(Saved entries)
⟨

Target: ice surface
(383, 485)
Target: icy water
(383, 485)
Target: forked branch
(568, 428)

⟩

- **BRIEF**
Send back each record exactly as it stands.

- **ANSWER TO THE EXERCISE**
Target: ice surface
(383, 485)
Target: icy water
(383, 485)
Target: forked branch
(568, 428)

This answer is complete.